EXERCISE -
Give every line of the listing below as a JSON list of strings, one string per line, with blank lines and the pictures left out.

Outline records:
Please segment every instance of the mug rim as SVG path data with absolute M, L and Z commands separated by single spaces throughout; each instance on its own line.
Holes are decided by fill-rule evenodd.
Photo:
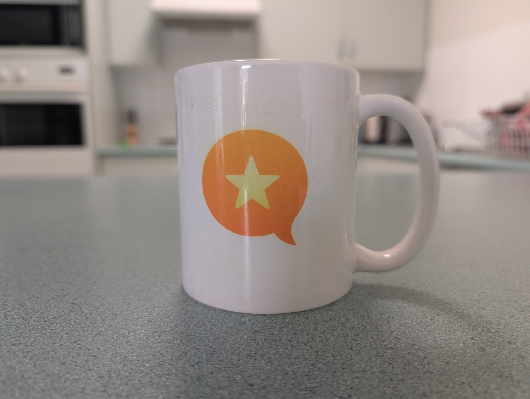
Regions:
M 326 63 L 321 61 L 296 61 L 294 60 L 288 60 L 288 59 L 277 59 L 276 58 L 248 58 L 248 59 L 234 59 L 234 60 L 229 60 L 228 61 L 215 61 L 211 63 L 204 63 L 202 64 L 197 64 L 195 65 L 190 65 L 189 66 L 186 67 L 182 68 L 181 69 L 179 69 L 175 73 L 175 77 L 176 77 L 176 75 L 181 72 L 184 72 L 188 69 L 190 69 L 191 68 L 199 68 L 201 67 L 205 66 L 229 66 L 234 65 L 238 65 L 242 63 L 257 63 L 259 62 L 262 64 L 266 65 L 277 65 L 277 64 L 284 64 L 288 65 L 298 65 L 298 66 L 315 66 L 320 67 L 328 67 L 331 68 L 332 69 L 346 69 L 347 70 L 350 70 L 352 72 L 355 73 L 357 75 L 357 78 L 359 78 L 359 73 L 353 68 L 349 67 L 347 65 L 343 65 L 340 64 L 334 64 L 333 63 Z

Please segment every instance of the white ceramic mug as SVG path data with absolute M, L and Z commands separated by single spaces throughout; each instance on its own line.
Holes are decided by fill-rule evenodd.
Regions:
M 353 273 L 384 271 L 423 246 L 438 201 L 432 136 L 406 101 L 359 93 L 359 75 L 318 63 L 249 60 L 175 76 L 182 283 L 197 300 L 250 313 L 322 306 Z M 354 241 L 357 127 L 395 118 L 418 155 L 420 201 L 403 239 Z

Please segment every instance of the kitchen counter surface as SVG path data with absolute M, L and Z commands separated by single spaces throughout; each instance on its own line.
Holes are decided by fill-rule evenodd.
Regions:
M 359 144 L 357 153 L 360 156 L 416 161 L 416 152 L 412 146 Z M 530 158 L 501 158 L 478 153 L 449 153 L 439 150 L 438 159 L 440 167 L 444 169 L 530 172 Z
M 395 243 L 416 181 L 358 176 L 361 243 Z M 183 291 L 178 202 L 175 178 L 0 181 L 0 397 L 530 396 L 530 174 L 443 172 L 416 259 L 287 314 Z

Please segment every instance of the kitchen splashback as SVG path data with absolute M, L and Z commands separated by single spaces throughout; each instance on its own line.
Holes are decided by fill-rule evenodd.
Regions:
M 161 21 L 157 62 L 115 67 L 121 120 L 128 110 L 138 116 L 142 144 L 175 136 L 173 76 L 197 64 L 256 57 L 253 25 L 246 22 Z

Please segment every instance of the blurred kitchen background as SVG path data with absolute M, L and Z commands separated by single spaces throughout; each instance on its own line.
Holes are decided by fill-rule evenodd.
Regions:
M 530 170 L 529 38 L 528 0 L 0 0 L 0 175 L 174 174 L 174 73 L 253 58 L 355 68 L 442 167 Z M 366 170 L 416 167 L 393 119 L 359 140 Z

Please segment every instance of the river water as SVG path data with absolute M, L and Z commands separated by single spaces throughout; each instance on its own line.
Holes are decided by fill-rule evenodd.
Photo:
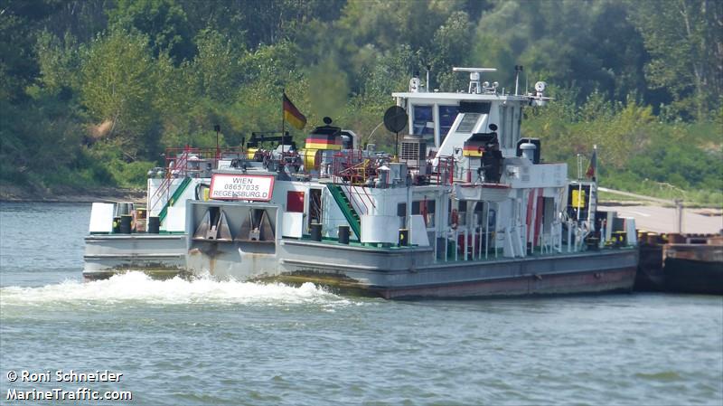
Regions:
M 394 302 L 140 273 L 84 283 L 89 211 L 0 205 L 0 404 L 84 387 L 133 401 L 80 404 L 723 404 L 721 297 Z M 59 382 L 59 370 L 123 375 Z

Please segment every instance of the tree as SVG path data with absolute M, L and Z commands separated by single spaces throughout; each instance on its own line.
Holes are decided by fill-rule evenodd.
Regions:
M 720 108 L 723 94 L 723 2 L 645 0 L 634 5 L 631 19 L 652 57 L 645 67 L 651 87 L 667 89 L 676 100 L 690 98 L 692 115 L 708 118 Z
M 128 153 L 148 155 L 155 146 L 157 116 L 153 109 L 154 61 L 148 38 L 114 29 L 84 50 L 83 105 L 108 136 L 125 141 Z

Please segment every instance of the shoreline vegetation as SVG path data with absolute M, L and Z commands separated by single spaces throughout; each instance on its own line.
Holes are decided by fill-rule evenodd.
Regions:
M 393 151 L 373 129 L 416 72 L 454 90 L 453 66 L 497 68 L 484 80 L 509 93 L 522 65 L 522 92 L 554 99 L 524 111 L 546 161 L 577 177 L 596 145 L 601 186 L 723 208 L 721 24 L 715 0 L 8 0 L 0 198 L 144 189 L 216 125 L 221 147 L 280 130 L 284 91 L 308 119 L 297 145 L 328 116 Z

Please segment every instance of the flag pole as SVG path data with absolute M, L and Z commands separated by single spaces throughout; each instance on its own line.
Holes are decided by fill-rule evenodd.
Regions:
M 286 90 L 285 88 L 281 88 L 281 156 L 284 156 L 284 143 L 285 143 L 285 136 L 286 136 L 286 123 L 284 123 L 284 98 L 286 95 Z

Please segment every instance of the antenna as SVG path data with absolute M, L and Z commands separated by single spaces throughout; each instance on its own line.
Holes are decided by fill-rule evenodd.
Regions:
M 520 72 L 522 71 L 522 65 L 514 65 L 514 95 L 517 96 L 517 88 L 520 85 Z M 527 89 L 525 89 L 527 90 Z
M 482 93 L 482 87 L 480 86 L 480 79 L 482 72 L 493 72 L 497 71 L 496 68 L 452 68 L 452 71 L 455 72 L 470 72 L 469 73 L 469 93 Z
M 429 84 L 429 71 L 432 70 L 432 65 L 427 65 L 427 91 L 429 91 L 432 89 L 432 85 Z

ANSWER TO THE TASK -
[
  "Please segment every instance of the mug rim as SVG path data with absolute M, L and Z commands separated by single spaces throughout; each instance on its own line.",
  "Holes are decided by fill-rule evenodd.",
  "Photo:",
  "Regions:",
  "M 326 63 L 321 61 L 296 61 L 294 60 L 288 60 L 288 59 L 277 59 L 276 58 L 248 58 L 248 59 L 234 59 L 234 60 L 229 60 L 228 61 L 215 61 L 211 63 L 204 63 L 202 64 L 197 64 L 195 65 L 190 65 L 189 66 L 186 67 L 182 68 L 181 69 L 179 69 L 175 73 L 175 77 L 176 77 L 176 75 L 181 72 L 184 72 L 188 69 L 190 69 L 191 68 L 199 68 L 201 67 L 205 66 L 229 66 L 234 65 L 238 65 L 242 63 L 257 63 L 259 62 L 262 64 L 266 65 L 277 65 L 277 64 L 284 64 L 288 65 L 298 65 L 298 66 L 315 66 L 320 67 L 328 67 L 331 68 L 332 69 L 346 69 L 347 70 L 350 70 L 352 72 L 355 73 L 357 75 L 357 78 L 359 78 L 359 73 L 353 68 L 349 67 L 347 65 L 343 65 L 340 64 L 334 64 L 333 63 Z",
  "Please segment every instance of the white ceramic mug as SVG path data with absolute M, L and Z commands separated by single spaces throughout; each instance on its own line.",
  "Holes are decided by fill-rule evenodd.",
  "Regions:",
  "M 353 273 L 384 271 L 423 246 L 438 201 L 432 136 L 406 101 L 359 93 L 359 75 L 318 63 L 249 60 L 175 76 L 182 283 L 197 300 L 250 313 L 322 306 Z M 354 241 L 357 127 L 395 118 L 418 155 L 420 201 L 403 239 Z",
  "Please segment every instance of the kitchen counter surface as SVG path data with absolute M, L and Z commands separated by single spaces throughout; each instance on its own line.",
  "Holes are decided by fill-rule evenodd.",
  "Regions:",
  "M 359 144 L 357 153 L 360 156 L 416 161 L 416 152 L 412 146 Z M 530 158 L 501 158 L 478 153 L 449 153 L 439 150 L 438 159 L 440 167 L 444 169 L 530 172 Z",
  "M 395 243 L 416 181 L 358 176 L 361 243 Z M 183 291 L 178 202 L 175 178 L 0 181 L 0 397 L 530 396 L 530 174 L 443 172 L 416 259 L 287 314 Z",
  "Please segment every instance of the kitchen splashback as SVG path data with absolute M, L and Z commands separated by single spaces throughout; each instance on its own line.",
  "Holes are decided by fill-rule evenodd.",
  "Regions:",
  "M 161 21 L 157 62 L 115 67 L 121 120 L 128 110 L 138 116 L 142 144 L 175 136 L 173 76 L 197 64 L 256 57 L 253 25 L 246 22 Z",
  "Please segment every instance of the blurred kitchen background as SVG path data with absolute M, L and Z commands separated by single spaces throughout; each instance on its own line.",
  "Holes are decided by fill-rule evenodd.",
  "Regions:",
  "M 530 170 L 529 38 L 528 0 L 0 0 L 0 175 L 174 174 L 174 73 L 253 58 L 355 68 L 442 167 Z M 366 170 L 416 167 L 393 119 L 359 140 Z",
  "Please segment every instance of the river water as SVG path data with absolute M, L and Z commands separated by single spaces throughout; each instance on its own line.",
  "Holes are decided by fill-rule evenodd.",
  "Photo:",
  "Regions:",
  "M 394 302 L 140 273 L 84 283 L 89 211 L 0 205 L 0 404 L 84 387 L 133 401 L 80 404 L 723 404 L 721 297 Z M 59 382 L 59 370 L 123 375 Z",
  "Please segment every instance of the tree as SVG path data with absolute M, L and Z commands separated by single spaces throughout; each instance on its own line.",
  "Holes are decided by fill-rule evenodd.",
  "Regions:",
  "M 720 108 L 723 94 L 723 2 L 645 0 L 634 5 L 631 19 L 652 57 L 645 67 L 651 87 L 667 89 L 676 100 L 690 98 L 692 115 L 708 118 Z",
  "M 128 153 L 148 155 L 155 146 L 157 116 L 153 109 L 154 61 L 148 38 L 114 29 L 84 50 L 83 105 L 108 136 L 125 141 Z",
  "Please segment every instance of the shoreline vegetation as SVG path data with absolute M, L and Z commands separated by single spaces throughout; each instance on its own line.",
  "Holes are decided by fill-rule evenodd.",
  "Regions:",
  "M 393 151 L 373 129 L 416 72 L 454 90 L 453 66 L 497 68 L 484 80 L 509 93 L 522 65 L 522 92 L 554 99 L 524 111 L 546 161 L 577 177 L 596 145 L 601 186 L 723 208 L 721 24 L 715 0 L 8 0 L 0 198 L 144 189 L 216 125 L 221 147 L 280 130 L 284 91 L 308 119 L 297 145 L 328 116 Z",
  "Please segment every instance of the flag pole as SVG path data with absolute M, L and Z commands separated by single spaces throughout; each instance on its own line.",
  "Holes are decided by fill-rule evenodd.",
  "Regions:",
  "M 286 90 L 285 88 L 281 88 L 281 156 L 284 156 L 284 143 L 285 143 L 285 136 L 286 136 L 286 123 L 284 123 L 284 98 L 286 95 Z",
  "Please segment every instance of the antenna as SVG path data with absolute M, L and Z commands separated by single spaces throughout; each instance on its own line.",
  "Holes are decided by fill-rule evenodd.",
  "Regions:",
  "M 520 72 L 522 71 L 522 65 L 514 65 L 514 95 L 517 96 L 517 88 L 520 85 Z M 527 89 L 525 89 L 527 90 Z",
  "M 482 93 L 482 87 L 480 86 L 480 79 L 482 72 L 493 72 L 497 71 L 496 68 L 452 68 L 452 71 L 455 72 L 470 72 L 469 73 L 469 93 Z",
  "M 429 84 L 429 71 L 432 70 L 432 65 L 427 65 L 427 91 L 429 91 L 432 89 L 432 85 Z"
]